** Provided entries follows **

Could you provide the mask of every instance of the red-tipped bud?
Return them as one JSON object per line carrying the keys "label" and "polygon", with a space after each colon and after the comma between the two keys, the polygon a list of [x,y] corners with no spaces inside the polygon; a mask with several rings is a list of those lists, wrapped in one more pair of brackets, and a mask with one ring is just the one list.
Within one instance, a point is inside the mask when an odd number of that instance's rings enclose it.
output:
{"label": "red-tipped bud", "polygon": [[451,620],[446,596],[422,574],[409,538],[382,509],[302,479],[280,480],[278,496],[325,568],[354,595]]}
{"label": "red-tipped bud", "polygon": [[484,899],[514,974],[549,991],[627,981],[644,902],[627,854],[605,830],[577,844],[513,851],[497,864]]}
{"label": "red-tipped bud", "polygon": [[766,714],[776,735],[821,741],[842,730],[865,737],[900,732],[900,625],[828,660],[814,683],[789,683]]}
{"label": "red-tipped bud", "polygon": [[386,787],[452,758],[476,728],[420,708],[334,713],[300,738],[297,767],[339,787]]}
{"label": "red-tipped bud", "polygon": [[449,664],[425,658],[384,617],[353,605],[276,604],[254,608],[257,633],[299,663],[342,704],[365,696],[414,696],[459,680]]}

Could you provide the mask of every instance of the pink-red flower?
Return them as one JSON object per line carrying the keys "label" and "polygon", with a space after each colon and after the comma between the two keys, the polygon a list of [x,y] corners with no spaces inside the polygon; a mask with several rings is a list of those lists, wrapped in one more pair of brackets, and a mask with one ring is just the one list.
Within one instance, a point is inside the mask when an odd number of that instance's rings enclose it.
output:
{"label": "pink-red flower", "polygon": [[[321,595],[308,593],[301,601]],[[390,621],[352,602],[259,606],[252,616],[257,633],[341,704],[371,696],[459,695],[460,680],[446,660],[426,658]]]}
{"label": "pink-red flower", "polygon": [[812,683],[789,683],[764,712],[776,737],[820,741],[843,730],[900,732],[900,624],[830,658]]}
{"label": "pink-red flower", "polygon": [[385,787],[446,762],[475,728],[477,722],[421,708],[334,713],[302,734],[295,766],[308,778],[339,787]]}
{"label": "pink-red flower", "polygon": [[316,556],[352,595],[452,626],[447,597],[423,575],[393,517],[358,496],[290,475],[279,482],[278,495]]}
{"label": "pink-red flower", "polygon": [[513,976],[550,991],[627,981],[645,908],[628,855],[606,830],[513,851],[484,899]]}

** End of Provided entries **

Action item
Copy out all of the material, word for word.

Response area
Could you provide the mask of every instance of the red-tipped bud?
Return them as one JSON object per line carrying the keys "label" and "polygon", with a space after each colon and after the comma between the two keys, the polygon a list of [x,y] corners with no spaces inside the polygon; a mask with several rings is a list of those lists, wrapped in one more pair of brackets, and a mask with one ring is just the one list.
Within one instance, a point is inside the mask when an odd number of that instance's rings enclose it.
output:
{"label": "red-tipped bud", "polygon": [[451,620],[446,596],[422,574],[409,538],[382,509],[302,479],[280,480],[278,496],[325,568],[354,595]]}
{"label": "red-tipped bud", "polygon": [[484,899],[514,974],[549,991],[627,981],[644,902],[627,854],[605,830],[577,844],[513,851],[497,864]]}
{"label": "red-tipped bud", "polygon": [[766,714],[776,735],[821,741],[842,730],[865,737],[900,732],[900,625],[828,660],[814,683],[789,683]]}
{"label": "red-tipped bud", "polygon": [[386,787],[452,758],[476,728],[420,708],[334,713],[300,738],[297,767],[339,787]]}
{"label": "red-tipped bud", "polygon": [[449,664],[425,658],[384,617],[353,605],[276,604],[254,608],[257,633],[299,663],[342,704],[365,696],[414,696],[459,680]]}

Could you provide the mask of every instance of the pink-red flower?
Return them as one JSON object per line carrying the keys "label" and "polygon", with a space after each colon and after the comma between the two keys, the polygon a list of [x,y] corners with no spaces inside the polygon; a mask with several rings is a list of those lists, wrapped in one more pair of brackets, and a mask with one ring is just the one list.
Within one instance, a point is inside the mask when an odd number of that instance's rings enclose it.
output:
{"label": "pink-red flower", "polygon": [[[321,595],[308,593],[301,601]],[[390,621],[352,602],[259,606],[252,616],[257,633],[341,704],[371,696],[459,695],[460,680],[446,660],[426,658]]]}
{"label": "pink-red flower", "polygon": [[812,683],[789,683],[764,712],[776,737],[820,741],[843,730],[900,732],[900,624],[830,658]]}
{"label": "pink-red flower", "polygon": [[385,787],[446,762],[475,728],[477,722],[421,708],[334,713],[302,734],[295,766],[308,778],[339,787]]}
{"label": "pink-red flower", "polygon": [[316,556],[352,595],[452,626],[447,597],[423,575],[393,517],[358,496],[290,475],[279,482],[278,495]]}
{"label": "pink-red flower", "polygon": [[513,976],[550,991],[627,981],[645,908],[628,855],[606,830],[513,851],[484,899]]}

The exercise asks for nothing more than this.